_Reading passage_
-- Opening Marker --
THE BLOG

An Open Invitation to Mark Zuckerberg

08/09/2013 06:40 pm ET | Updated Oct 09, 2013

Dear Mr. Zuckerberg,

By way of this letter, I am extending an invitation to you to attend a dinner party at my home. I am an excellent cook. Past dinner guests say I should get my own Food Network show. I 'm thinking duck in ancho-cherry-chili sauce. Sound good? How about ginger crème brulee? Sinful but delicious. Right?

It won't be formal. Feel free to wear your hoodie. My other guests will most likely wear theirs.

Let me tell you a little bit about the other invitees. I'm inviting Rachel, who attends the support group I facilitate for kids who are bullied. Rachel was told to drink bleach on Facebook. Hundreds of kids seconded the suggestion. She is dropping out of seventh grade because she is too anxious to attend school. She'll be completing her education online.

I'm also inviting Sam. Someone stole Sam's Facebook password and sent horrific hate-filled messages to his friends, parents, and teachers. Sam discovered the crime when suddenly, no one in his world would speak to him.
-- Closing Marker --
_Provided information_
-- Opening Marker --
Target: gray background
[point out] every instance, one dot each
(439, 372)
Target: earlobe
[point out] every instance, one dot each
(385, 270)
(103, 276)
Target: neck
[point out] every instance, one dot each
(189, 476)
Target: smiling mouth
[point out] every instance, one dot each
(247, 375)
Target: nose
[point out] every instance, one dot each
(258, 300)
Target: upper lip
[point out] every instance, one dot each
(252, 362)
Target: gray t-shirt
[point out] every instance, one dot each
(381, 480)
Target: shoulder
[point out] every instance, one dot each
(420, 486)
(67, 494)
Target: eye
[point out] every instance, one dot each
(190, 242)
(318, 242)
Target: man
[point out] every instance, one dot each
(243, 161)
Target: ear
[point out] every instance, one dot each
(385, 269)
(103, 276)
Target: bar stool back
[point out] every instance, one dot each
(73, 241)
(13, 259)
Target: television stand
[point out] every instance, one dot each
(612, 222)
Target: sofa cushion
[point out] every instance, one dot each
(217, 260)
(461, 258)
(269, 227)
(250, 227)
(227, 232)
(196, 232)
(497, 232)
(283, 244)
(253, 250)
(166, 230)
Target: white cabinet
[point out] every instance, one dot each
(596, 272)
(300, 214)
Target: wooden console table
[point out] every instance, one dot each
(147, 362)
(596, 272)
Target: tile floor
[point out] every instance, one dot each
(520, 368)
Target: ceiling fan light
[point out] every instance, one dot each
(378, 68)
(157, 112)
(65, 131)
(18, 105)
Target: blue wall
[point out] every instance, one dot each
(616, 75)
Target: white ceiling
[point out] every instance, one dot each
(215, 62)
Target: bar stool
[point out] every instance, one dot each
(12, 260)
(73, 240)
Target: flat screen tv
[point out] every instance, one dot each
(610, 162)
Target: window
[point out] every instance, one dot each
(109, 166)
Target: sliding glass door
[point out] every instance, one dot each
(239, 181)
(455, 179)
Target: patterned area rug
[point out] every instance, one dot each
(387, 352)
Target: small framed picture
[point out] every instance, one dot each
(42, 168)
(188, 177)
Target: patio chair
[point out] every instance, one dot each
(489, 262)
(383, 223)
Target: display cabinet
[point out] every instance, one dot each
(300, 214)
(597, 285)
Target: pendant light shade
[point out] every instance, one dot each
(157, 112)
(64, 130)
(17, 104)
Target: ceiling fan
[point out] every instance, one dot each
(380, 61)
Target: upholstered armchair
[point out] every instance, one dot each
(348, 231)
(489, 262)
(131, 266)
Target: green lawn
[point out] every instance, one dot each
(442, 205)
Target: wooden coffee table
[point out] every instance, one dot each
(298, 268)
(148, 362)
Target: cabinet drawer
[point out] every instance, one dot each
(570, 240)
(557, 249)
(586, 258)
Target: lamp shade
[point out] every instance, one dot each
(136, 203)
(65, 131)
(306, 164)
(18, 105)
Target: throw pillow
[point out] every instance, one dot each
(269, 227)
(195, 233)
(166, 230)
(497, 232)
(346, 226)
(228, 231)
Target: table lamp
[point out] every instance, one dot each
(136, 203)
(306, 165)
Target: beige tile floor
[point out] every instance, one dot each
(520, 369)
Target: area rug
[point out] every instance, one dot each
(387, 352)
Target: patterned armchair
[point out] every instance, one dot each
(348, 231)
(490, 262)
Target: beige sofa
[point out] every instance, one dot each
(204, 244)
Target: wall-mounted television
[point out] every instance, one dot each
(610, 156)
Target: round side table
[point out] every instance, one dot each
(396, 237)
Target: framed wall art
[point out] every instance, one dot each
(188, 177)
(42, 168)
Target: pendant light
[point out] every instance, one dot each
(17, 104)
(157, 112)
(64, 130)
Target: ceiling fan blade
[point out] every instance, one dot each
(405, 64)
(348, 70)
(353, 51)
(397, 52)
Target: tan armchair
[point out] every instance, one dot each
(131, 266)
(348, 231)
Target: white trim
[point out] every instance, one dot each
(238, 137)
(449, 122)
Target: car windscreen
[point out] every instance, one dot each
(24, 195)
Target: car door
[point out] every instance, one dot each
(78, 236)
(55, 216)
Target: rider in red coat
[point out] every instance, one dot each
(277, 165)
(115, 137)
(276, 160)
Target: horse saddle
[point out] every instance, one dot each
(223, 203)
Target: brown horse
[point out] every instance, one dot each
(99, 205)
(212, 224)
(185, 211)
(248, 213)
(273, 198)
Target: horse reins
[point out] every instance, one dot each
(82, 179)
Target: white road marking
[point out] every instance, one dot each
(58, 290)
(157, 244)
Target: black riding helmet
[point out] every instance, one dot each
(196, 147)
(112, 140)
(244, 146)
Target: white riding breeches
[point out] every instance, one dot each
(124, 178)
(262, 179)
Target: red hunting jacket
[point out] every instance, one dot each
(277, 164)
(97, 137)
-- Closing Marker --
_Brief 1_
Can you repeat the open letter to Mark Zuckerberg word for word, from "It won't be" up to and including "her education online."?
_Brief 2_
Could you carry on the open letter to Mark Zuckerberg, picking up right after its final sentence?

_Answer section 1_
It won't be formal. Feel free to wear your hoodie. My other guests will most likely wear theirs.

Let me tell you a little bit about the other invitees. I'm inviting Rachel, who attends the support group I facilitate for kids who are bullied. Rachel was told to drink bleach on Facebook. Hundreds of kids seconded the suggestion. She is dropping out of seventh grade because she is too anxious to attend school. She'll be completing her education online.

_Answer section 2_
I think I'll seat Melinda to your right. Her bully posted that she would like to see Melinda dead. When Melinda's parents called the police, the bully's response was, "I didn't say I was going to kill her, I simply said I wanted her dead. That's not a crime." She was right.

I hope Danielle will be out of the hospital in time for the event. She's recovering from the day she ingested 54 antihistamines after being taunted with every derogatory weigh-related insult you can think of by almost everyone in her seventh grade class. Danielle's parents locked up the medicine cabinet, so instead of taking pills, she cuts herself every day.

I wanted to invite Nicole and Sam and Danny and Linda and Max, but I just don't have room at my table.

As for the kids' parents, I was going to invite them but thought better of it. They would be real downers because every one of them is anxious and depressed and helpless. They most likely wouldn't be very kind to you and we can't have that happen at a dinner party, can we?

I know what you're thinking. This party is a set-up. You're going to be on the hot seat. Don't worry one little bit about that. I made strict rules that you are not to be bullied, and I plan to enforce them. Everyone must act respectfully toward you or they will be asked to leave. It's my party. I get to make the rules. I can deny access to anyone who treats you rudely and I will.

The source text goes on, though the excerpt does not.